This scenario is not always desirable in databases containing multiple tables and numerous columns of type symbol, which may represent for instance different types of security identifier, country codes, and exchange codes. If the sym file becomes corrupt then all the symbol columns will be lost. By decoupling the columns of type symbol – maintaining separate enumeration files for each symbol column – corruption or loss of data in one enumeration file will not impact on all columns of type symbol. The q function which enumerates a table is .Q.en. It takes a directory path and a table and enumerates the table using a file called sym in the directory. (If there is no such file it creates it.) The enumerate function below takes the same arguments but, rather than enumerating against the sym file, it enumerates against a different file for each column, with the file name matching the column name.

enumerate:{[d;t] /directory,table
  /t is a mapping from column name to column (list)
  t:cols[t]!
    {[d;n;c] /directory,name,column
      /if column is a symbol enumerate it, otherwise return it
      $[11=type c;
        [ @[load;f:` sv d,n;n set `symbol$()];
          /load the file if it exists to the enum file
          if[not all c in value n;
             f set value n set distinct value[n],c
             / add new values to the enum file
             ];
          n$c /enumerate the list (c) with enumeration file
          ];
        c ]
      }[d]'[cols t;value flip t]; /iterate over each column-name/column pair
  flip t }

/the following line calls enumerate for each (non-keyed) table
/in the root namespace, writing the table in the current date directory
{hsym[`$string[.z.D],"/",string[x],"/"] set enumerate[`:.;value x]}each
  tables[`.] where 98=type each get each tables`.

A slight variation on the enumerate function, detailed below, specifies a mapping from column to enumeration file so that certain columns share enumeration files.

/mapping from column names to enumeration names
columnFileMapping:![`cusip`isin`symbol`market`currency`sector`trader`traderID;
  `products`products`products`markets`markets`markets`people`people]

enumerate:{[d;t] /directory,table
  t:cols[t]!

[A block of data]
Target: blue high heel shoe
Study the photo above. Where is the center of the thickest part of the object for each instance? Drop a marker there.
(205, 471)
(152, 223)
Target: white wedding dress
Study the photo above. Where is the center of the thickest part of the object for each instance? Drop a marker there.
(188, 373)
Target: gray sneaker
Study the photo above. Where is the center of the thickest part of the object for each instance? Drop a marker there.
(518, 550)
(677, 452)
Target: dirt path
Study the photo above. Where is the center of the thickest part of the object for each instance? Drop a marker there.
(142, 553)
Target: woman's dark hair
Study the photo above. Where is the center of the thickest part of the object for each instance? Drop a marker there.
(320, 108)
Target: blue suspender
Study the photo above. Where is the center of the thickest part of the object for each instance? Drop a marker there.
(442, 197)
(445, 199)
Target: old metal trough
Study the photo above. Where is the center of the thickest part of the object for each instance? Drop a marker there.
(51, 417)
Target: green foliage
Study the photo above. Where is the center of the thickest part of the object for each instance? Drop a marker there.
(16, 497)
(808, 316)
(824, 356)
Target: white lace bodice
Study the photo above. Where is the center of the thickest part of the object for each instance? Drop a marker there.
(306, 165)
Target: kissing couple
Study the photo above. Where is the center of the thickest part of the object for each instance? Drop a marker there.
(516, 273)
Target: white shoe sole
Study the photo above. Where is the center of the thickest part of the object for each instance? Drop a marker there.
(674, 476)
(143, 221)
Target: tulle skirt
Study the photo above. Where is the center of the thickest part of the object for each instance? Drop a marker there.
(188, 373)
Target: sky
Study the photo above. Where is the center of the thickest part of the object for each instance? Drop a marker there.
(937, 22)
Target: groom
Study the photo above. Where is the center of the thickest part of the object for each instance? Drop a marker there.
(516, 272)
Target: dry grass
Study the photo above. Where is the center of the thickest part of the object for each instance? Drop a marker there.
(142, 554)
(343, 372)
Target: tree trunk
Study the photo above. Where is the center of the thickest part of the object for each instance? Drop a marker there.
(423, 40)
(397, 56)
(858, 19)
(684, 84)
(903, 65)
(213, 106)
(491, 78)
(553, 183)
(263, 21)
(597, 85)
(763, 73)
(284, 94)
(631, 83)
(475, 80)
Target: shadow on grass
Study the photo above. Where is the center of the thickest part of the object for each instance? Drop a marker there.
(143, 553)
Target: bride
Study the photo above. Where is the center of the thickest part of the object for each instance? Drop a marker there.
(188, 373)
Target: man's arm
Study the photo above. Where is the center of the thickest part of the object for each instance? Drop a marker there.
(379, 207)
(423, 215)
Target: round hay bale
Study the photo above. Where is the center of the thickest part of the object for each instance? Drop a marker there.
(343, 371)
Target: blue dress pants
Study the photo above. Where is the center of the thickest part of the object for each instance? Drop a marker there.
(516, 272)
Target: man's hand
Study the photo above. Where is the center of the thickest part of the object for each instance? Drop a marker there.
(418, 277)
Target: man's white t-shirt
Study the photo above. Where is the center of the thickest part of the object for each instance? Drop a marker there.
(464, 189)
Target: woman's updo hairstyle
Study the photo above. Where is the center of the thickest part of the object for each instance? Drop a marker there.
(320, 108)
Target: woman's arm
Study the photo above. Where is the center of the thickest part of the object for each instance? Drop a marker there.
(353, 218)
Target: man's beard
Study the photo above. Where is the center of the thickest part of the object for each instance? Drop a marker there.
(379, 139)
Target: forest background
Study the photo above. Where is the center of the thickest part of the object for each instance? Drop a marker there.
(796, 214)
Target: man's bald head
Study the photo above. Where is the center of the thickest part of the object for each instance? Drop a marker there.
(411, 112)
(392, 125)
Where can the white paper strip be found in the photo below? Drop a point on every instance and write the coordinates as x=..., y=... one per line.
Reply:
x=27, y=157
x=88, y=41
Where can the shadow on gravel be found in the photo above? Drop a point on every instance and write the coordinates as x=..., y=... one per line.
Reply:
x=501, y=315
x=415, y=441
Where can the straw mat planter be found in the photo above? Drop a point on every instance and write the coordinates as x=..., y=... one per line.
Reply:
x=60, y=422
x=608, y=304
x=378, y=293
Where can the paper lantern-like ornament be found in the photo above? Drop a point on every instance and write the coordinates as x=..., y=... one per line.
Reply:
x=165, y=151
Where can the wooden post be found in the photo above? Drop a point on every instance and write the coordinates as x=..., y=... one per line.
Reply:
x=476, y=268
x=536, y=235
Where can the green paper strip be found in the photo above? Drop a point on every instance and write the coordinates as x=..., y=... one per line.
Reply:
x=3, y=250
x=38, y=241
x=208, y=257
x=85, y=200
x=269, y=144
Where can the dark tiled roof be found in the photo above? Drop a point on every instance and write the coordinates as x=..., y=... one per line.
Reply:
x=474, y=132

## LIST OF TASKS
1 – Count the lines in the records that contain the string "shadow", treating uppercase and lowercase as different. Reply with the number only.
2 – Continue the text on enumerating symbol columns in q from the point where it stops.

## OUTPUTS IN ORDER
1 – 2

2 –
    {[d;n;c] /directory,name,column
      /if there is no mapping for column n, use sym
      enum:`sym^columnFileMapping n;
      $[11=type c;
        [ @[load;f:` sv d,enum;enum set `symbol$()];
          if[not all c in value enum;
             f set value enum set distinct value[enum],c ];
          enum$c ];
         c ]
    }[d]'[cols t;value flip t];
  flip t }

Automating schema changes

In some kdb+ installations, table schemas change frequently. This can be difficult to manage if the installation consists of a splayed partitioned database, since each time the schema changes you have to manually change all the historical data to comply with the new schema. This is time-consuming and prone to error. dbmaint.q is a useful tool for performing these manual changes.

KxSystems/kdb/utils

To reduce the administrative overhead, the historical database schema can be updated programmatically as intra-day data is persisted. This can be achieved by invoking function updateHistoricalSchema (below), which connects to the historical database and runs locally-defined functions to add and remove tables, add and remove columns, reorder columns and change their types. It does this by comparing the table schemas in the last partition with those of the other partitions, and making the necessary adjustments to the other partitions.

Kdb+ versions before V2.6

In previous versions the meta data is read from the first, rather than the last, partition therefore minor changes are necessary to get this to work.

Note also that column type conversion (function changeColumnTypes) will not work when changing to or from nested types or symbols – this functionality is beyond the scope of this paper.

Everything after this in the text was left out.